Exercise aim —
Your task is to return the span of lines beginning at the one with "Target: parking lot" and ending at the last line of the data, exactly as it stands.

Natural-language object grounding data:
* * * * * * * * *

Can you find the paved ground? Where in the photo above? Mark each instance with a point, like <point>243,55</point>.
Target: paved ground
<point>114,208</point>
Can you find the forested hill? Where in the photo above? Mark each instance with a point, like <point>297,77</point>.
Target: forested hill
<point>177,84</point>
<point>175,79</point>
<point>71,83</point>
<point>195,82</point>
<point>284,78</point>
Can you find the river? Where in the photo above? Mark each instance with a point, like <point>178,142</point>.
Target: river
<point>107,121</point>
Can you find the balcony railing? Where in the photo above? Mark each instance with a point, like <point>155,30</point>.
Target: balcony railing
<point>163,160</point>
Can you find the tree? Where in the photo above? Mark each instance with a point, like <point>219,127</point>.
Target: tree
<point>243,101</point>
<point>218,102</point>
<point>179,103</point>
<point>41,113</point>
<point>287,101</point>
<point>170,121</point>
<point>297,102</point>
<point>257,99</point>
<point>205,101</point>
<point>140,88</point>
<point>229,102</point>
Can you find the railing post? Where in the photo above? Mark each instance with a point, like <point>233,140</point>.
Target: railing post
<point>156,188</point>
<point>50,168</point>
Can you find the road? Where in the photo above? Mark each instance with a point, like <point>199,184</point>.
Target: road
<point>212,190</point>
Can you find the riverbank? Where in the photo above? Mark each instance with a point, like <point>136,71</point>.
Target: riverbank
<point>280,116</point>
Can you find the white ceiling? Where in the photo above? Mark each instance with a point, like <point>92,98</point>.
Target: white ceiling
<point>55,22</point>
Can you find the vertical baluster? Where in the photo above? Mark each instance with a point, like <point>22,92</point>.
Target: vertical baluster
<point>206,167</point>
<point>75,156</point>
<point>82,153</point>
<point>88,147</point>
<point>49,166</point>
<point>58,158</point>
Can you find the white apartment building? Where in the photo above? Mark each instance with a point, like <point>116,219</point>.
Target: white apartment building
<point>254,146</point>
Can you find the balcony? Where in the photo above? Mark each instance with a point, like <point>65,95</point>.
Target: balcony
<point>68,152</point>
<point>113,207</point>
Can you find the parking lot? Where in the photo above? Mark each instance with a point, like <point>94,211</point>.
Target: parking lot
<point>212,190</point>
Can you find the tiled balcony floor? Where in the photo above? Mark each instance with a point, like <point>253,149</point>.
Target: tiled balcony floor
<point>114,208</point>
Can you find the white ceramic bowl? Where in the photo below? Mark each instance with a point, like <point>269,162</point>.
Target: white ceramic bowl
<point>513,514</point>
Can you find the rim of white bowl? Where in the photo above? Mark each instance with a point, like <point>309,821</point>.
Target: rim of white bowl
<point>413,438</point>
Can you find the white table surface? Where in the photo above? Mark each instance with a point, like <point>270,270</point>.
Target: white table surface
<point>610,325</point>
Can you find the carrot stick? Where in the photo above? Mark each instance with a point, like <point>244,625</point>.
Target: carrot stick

* * * * * * * * *

Your solution —
Target: parking lot
<point>212,190</point>
Can you find the tiled balcony floor? Where in the photo above? Mark each instance with a point, like <point>253,149</point>.
Target: tiled balcony floor
<point>114,208</point>
Can you find the white ceramic bowl? Where in the photo below? Mark each instance with a point, like <point>269,162</point>.
Target: white ceramic bowl
<point>513,514</point>
Can you find the rim of white bowl? Where in the photo above? Mark each instance with a point, like <point>309,821</point>.
Target: rim of white bowl
<point>413,438</point>
Can you find the white table surface? Where in the photo above? Mark each instance with a point, like <point>270,270</point>.
Target: white table surface
<point>610,325</point>
Can you find the carrot stick? Where in the photo above? Mark each instance with a point, like <point>244,625</point>.
Target: carrot stick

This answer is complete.